◆ SET OF TASKS:
a - In the commentary on the UK Government's AI white paper, who does the writer say will have to deal with the ambitions of industry, unforeseen outcomes, and negative public reactions?
b - Continue the commentary on the UK Government's AI white paper from its last sentence.

◆ PASSAGE FOR REVIEW:
Today, the UK Government published an approach to Artificial Intelligence (AI)[1]. It’s in the form of a white paper. That’s a policy document creäte by the Government that sets out their proposals for future legislation.

This is a big step. Artificial Intelligence (AI) attracts both optimism and pessimism. Utopia and dystopia. There are a lot more people who sit in these opposing camps as there are who sit in the middle. It’s big. Unlike any technology that has been introduce to the whole populous.

On Friday last, I caught the film iRobot (2004)[2] showing early evening on Film 4. It’s difficult to believe this science fiction is nearly 20-years old and the short story of Isaac Asimov’s, on which it’s based is from the 1950s. AI is a fertile space for the imagination to range over a vast space.

Fictional speculation about AI has veered towards the dystopian end of the scale. Although that’s not the whole story by far. One example of good AI is the sentient android in the Star Trek universe. The android “Data” based on the USS Enterprise, strives to help humanity and be more like us. His attempt to understand human emotions are often significant plot points. He’s a useful counterpoint to evil alien intelligent machines that predictably aim to destroy us all.

Where fiction helps is to give an airing to lots of potential scenarios for the future. That’s not trivial. Policy on this rapidly advancing subject should not be narrowly based or dogmatic.

Where there isn’t a great debate is the high-level objectives that society should endeavour to achieve. We want technology to do no harm. We want technology to be trustworthy. We want technology to be understandable.

Yet, we know from experience, that meeting these objectives is much harder than asserting them. Politicians love to assert. In the practical world, it’s public regulators who will have to wrestle with the ambitions of industry, unforeseen outcomes, and negative public reactions.

◆ SUPPLIED RECORDS:
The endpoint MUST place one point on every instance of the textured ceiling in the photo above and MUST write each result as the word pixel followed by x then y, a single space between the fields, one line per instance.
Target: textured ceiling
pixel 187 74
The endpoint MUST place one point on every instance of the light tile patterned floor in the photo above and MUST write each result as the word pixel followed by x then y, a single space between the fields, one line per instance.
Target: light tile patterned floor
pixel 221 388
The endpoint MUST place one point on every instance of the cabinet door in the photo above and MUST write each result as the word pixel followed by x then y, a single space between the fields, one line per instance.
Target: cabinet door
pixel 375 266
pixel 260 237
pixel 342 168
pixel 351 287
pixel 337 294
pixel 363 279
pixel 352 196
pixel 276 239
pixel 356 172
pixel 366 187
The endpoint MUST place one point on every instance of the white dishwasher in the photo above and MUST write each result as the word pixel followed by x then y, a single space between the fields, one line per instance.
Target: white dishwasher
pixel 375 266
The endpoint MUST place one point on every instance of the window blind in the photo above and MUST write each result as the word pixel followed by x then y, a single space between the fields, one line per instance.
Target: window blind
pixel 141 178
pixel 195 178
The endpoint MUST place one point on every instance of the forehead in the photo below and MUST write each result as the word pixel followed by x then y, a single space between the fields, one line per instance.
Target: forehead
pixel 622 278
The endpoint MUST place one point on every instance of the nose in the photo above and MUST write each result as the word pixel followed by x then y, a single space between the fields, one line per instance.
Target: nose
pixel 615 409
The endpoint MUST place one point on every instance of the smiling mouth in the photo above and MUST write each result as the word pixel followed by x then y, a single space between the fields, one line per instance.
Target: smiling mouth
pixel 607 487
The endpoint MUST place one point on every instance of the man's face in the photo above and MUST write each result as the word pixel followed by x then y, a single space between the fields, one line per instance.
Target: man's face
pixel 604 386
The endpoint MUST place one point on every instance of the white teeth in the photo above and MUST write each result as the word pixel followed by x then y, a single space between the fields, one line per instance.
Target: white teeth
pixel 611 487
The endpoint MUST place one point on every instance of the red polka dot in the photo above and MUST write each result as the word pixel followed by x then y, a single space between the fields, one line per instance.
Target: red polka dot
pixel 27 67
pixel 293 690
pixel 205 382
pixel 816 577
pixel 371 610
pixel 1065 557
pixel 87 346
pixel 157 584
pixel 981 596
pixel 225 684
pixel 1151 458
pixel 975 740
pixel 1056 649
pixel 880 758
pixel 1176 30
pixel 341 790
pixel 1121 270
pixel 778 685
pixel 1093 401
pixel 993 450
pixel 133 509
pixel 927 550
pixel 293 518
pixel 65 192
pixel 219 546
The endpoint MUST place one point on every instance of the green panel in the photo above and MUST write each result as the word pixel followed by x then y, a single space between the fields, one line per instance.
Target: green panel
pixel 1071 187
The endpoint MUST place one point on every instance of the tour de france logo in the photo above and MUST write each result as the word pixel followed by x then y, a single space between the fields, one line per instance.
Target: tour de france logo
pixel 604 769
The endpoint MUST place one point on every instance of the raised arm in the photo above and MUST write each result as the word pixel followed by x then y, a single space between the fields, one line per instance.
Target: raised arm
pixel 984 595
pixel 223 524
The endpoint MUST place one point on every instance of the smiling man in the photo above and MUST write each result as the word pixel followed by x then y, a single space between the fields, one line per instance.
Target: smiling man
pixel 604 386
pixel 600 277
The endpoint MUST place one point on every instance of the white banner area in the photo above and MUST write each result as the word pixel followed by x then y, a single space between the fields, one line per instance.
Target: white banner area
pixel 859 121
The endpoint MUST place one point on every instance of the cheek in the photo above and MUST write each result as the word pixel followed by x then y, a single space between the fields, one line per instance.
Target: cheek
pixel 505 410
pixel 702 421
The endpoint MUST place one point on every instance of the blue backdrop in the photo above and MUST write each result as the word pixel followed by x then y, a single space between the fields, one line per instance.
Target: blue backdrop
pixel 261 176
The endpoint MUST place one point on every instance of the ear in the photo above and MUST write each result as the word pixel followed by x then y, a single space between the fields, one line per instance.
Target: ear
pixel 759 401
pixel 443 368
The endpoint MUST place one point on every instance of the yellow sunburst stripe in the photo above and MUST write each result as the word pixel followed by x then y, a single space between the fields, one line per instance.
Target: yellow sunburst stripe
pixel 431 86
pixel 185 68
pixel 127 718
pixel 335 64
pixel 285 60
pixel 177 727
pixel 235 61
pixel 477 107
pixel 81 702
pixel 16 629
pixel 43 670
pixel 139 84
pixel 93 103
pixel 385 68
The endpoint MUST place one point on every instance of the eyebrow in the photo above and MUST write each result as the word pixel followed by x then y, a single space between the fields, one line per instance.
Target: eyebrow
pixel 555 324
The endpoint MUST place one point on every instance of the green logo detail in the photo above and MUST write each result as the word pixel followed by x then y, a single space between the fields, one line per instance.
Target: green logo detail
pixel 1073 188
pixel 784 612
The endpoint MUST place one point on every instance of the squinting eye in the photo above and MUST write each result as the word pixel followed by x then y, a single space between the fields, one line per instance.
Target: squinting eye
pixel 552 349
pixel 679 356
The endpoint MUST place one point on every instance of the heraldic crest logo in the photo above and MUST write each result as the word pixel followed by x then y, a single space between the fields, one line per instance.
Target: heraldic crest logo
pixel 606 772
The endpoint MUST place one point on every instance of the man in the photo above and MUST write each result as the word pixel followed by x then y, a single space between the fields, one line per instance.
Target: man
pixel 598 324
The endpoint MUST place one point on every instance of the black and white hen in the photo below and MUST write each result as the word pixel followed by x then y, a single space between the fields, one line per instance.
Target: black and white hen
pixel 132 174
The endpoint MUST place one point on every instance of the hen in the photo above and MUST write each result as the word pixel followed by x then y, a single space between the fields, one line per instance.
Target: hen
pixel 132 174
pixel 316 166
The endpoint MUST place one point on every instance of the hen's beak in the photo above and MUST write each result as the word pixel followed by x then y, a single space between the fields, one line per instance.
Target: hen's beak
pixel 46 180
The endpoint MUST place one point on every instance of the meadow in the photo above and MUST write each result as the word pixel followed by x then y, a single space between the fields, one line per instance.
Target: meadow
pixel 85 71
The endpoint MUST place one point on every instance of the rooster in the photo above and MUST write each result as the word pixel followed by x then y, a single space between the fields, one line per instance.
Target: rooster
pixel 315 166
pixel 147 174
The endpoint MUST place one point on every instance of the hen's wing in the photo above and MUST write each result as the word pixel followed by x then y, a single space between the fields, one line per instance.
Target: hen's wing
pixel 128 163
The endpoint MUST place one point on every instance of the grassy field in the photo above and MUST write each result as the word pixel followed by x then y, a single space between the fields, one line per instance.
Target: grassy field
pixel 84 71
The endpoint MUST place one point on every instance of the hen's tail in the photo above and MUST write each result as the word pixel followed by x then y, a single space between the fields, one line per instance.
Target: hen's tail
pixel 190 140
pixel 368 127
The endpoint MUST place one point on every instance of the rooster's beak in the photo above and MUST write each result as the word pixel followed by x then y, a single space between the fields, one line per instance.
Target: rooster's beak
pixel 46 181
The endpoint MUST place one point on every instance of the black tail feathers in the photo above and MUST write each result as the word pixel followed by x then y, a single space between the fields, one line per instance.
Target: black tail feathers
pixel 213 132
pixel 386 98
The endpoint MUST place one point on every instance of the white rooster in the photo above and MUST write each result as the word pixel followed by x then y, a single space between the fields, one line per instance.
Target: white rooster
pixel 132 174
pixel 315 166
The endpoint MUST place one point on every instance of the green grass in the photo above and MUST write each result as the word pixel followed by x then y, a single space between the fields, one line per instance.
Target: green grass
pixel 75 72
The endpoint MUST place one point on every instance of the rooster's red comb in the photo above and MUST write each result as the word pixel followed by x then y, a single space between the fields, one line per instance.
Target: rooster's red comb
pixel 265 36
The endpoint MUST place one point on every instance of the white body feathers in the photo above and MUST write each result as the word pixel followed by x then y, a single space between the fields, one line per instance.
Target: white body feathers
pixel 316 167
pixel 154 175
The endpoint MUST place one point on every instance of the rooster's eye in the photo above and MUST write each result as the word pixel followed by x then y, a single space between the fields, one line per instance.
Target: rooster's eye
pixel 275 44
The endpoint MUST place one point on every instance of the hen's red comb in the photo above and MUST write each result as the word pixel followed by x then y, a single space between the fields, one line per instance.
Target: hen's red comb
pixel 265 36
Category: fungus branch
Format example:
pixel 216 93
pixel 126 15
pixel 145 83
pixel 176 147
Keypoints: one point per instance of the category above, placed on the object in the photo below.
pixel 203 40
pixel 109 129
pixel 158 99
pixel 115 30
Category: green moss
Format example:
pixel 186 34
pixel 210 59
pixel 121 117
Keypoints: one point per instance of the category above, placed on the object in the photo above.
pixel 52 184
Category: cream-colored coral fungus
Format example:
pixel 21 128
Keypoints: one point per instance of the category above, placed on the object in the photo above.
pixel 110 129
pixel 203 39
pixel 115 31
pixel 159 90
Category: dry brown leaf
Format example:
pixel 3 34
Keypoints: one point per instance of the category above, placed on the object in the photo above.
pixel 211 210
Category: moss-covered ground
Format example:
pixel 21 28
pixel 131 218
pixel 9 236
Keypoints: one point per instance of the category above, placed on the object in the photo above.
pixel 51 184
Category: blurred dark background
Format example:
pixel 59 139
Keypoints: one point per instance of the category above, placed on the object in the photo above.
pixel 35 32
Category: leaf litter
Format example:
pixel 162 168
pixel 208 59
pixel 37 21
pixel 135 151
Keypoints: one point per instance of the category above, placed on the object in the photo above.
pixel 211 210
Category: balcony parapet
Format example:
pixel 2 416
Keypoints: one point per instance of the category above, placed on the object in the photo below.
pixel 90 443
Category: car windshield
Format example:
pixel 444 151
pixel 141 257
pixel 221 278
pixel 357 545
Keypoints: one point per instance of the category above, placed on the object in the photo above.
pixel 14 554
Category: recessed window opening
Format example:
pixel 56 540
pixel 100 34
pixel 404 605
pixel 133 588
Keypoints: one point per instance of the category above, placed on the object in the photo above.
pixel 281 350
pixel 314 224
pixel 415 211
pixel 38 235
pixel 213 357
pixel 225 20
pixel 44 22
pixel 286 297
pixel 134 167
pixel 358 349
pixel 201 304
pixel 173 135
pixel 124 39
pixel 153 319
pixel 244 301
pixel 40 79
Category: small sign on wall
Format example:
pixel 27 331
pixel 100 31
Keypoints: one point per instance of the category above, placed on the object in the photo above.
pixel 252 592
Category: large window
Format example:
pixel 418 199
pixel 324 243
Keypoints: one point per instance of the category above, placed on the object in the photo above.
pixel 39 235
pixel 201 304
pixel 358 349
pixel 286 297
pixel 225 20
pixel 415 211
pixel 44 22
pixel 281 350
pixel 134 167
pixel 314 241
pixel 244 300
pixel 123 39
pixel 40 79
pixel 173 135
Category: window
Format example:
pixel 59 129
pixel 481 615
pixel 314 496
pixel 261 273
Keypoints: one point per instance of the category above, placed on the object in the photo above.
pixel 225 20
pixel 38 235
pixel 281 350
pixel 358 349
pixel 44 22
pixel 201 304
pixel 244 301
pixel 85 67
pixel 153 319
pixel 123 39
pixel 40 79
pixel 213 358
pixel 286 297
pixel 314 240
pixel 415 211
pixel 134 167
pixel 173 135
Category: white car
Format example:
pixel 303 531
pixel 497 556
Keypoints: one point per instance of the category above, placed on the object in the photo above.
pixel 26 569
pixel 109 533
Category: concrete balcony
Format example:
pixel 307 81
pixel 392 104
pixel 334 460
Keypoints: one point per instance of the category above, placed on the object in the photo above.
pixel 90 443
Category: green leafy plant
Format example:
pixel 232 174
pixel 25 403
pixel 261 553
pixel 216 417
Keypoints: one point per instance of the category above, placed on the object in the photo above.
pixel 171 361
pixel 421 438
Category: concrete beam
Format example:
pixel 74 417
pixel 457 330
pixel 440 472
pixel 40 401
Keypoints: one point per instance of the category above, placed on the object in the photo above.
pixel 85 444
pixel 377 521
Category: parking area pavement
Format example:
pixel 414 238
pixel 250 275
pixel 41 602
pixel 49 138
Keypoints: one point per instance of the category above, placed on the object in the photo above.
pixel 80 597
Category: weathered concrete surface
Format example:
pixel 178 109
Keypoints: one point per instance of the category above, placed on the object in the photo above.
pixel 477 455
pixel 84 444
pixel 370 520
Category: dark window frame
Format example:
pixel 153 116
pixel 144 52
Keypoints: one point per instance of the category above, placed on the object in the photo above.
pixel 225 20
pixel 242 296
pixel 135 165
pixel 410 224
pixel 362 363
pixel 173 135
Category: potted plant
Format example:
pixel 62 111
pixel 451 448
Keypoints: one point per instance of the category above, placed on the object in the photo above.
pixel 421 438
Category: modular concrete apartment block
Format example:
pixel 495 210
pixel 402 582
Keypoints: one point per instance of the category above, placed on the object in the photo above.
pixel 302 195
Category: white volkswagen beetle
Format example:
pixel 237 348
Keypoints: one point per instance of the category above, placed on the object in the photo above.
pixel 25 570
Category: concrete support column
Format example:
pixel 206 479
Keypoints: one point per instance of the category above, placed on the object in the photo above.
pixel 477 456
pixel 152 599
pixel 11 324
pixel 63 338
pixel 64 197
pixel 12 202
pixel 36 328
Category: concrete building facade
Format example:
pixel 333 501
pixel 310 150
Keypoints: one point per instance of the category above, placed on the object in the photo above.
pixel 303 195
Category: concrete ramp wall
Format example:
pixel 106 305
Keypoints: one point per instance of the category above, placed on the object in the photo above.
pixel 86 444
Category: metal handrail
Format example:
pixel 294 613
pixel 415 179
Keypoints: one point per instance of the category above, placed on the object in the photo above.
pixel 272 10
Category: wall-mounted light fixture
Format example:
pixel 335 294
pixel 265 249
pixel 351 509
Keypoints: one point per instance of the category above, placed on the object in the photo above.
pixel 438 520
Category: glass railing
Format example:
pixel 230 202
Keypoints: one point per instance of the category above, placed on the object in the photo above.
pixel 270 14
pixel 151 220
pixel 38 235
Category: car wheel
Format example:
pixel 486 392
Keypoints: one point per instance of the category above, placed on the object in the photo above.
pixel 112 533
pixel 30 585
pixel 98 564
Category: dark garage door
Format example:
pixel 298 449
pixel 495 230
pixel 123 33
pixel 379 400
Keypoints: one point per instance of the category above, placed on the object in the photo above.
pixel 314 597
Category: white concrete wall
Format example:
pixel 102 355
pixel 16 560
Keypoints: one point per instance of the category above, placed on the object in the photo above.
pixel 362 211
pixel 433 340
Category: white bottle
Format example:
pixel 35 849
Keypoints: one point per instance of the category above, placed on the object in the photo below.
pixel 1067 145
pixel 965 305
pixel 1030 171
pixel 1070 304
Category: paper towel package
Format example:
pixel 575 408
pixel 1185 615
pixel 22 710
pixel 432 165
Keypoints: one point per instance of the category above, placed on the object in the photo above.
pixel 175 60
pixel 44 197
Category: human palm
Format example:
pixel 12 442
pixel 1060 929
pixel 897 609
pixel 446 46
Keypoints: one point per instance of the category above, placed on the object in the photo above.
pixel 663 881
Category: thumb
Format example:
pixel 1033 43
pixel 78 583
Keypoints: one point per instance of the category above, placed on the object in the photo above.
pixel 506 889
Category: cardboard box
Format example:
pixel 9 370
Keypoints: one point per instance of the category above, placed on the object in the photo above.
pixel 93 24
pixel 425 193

◆ ANSWER SECTION:
a - Public regulators.

b -
Using the words “world leading” successively is no substitute for resourcing regulators to beef-up their capabilities when faced with rapid change. Vague and superficial speeches are fine in context. Afterall, there’s a job to be done maintaining public confidence in this revolutionary technology.

What’s evident is that we should not delude ourselves. This technical transformation is unlike any we have so far encountered. It’s radical nature and speed mean that even when Government and industry work together they are still going to be behind the curve.

As a fictional speculation an intelligent android who serves as a senior officer aboard a star ship is old school. Now, I wonder what we would make of an intelligent android standing for election and becoming a Member of Parliament?

[1] The UK’s AI Regulation white paper will be published on Wednesday, 29 March 2023. Organisations and individuals involved in the AI sector will be encouraged to provide feedback on the white paper through a consultation which launches today and will run until Tuesday, 21 June 2023.